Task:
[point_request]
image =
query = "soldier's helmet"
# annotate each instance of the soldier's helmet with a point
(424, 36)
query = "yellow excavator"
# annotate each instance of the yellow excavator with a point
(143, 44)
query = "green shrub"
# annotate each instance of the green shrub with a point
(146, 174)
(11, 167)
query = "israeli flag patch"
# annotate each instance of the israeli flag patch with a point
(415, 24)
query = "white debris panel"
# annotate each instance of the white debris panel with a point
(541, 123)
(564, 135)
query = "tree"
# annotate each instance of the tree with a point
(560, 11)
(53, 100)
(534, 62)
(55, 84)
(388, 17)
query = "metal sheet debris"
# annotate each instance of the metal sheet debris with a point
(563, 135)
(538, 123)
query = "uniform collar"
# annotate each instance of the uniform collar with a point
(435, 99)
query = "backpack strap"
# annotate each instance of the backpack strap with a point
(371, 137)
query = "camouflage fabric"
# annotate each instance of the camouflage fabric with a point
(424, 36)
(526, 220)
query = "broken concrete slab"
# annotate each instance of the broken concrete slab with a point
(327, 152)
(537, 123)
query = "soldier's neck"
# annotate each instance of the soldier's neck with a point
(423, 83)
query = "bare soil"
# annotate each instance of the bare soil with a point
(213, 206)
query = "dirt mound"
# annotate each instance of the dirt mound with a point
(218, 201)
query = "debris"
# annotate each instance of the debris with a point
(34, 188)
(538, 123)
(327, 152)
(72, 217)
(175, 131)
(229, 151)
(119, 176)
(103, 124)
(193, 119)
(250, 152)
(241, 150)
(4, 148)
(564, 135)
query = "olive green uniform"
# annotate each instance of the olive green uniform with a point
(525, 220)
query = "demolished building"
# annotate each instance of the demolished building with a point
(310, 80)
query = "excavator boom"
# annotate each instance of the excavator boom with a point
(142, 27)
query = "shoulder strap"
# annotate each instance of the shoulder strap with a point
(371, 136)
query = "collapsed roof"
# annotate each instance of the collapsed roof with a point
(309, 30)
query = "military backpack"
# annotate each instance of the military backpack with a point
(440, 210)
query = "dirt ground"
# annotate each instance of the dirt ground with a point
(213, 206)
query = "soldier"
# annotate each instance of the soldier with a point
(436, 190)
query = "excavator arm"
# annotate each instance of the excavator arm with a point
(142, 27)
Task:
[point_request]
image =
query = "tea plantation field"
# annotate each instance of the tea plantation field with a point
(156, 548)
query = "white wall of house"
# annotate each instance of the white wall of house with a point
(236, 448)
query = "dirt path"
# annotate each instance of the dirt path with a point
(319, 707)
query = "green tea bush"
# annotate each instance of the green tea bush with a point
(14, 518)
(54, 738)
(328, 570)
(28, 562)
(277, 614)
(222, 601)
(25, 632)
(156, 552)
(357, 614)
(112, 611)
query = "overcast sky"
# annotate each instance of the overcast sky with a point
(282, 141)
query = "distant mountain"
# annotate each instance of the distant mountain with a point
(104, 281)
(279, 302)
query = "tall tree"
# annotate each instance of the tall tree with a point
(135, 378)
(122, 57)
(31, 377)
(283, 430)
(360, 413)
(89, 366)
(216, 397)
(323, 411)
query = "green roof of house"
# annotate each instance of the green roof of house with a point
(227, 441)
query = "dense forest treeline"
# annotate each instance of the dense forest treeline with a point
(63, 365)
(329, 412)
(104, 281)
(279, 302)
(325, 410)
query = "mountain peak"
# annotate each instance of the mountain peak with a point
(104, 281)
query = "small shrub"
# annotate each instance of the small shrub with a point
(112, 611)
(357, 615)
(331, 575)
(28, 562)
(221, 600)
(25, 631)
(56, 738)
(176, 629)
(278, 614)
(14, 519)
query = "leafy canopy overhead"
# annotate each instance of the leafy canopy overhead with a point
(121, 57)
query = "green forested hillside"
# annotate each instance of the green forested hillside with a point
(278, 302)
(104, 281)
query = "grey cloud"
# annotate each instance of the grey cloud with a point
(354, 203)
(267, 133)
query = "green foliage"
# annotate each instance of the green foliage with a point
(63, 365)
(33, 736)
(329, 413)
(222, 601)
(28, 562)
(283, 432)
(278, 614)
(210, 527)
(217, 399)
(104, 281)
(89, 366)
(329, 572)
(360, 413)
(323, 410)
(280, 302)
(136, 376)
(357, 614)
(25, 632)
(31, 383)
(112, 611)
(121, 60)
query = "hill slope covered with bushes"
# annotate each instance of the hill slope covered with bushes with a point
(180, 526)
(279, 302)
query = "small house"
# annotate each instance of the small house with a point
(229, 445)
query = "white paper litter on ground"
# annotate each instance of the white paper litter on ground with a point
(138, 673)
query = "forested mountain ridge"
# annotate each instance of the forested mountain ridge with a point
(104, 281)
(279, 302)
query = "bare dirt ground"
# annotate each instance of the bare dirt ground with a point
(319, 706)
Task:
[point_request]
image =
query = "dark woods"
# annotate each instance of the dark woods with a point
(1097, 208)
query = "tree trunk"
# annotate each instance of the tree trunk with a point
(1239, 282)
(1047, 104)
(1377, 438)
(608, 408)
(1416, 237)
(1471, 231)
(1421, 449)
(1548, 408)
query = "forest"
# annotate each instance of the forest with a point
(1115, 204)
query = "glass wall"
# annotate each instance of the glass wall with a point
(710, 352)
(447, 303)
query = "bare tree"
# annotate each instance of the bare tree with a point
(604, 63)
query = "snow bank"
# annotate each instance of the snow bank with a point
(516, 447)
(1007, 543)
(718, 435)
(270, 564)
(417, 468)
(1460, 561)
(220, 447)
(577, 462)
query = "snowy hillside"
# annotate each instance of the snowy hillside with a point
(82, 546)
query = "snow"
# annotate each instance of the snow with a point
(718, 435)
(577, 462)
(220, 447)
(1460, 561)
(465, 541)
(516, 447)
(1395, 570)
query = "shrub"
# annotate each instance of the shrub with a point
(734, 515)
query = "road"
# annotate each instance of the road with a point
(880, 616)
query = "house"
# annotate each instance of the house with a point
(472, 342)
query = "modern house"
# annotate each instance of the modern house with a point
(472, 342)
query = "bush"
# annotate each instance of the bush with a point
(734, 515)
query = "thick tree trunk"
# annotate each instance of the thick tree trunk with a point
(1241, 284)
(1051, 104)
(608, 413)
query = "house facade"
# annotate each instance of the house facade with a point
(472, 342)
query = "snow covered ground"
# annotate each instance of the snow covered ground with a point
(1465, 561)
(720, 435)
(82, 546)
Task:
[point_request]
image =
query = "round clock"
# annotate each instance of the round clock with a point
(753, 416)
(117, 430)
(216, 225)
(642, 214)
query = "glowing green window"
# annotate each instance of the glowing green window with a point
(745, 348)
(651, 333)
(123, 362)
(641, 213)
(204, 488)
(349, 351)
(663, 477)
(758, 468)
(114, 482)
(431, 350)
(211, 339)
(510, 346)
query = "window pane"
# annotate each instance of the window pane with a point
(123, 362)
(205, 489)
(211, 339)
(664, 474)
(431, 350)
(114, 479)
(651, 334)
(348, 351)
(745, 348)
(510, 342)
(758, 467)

--- WHAT YOU SHOULD DO ---
Locate each line in the entries above that contains the word "neck", and copy those lines.

--- OUTPUT OF THE TASK ---
query = "soldier's neck"
# annotate each instance of the soldier's neck with a point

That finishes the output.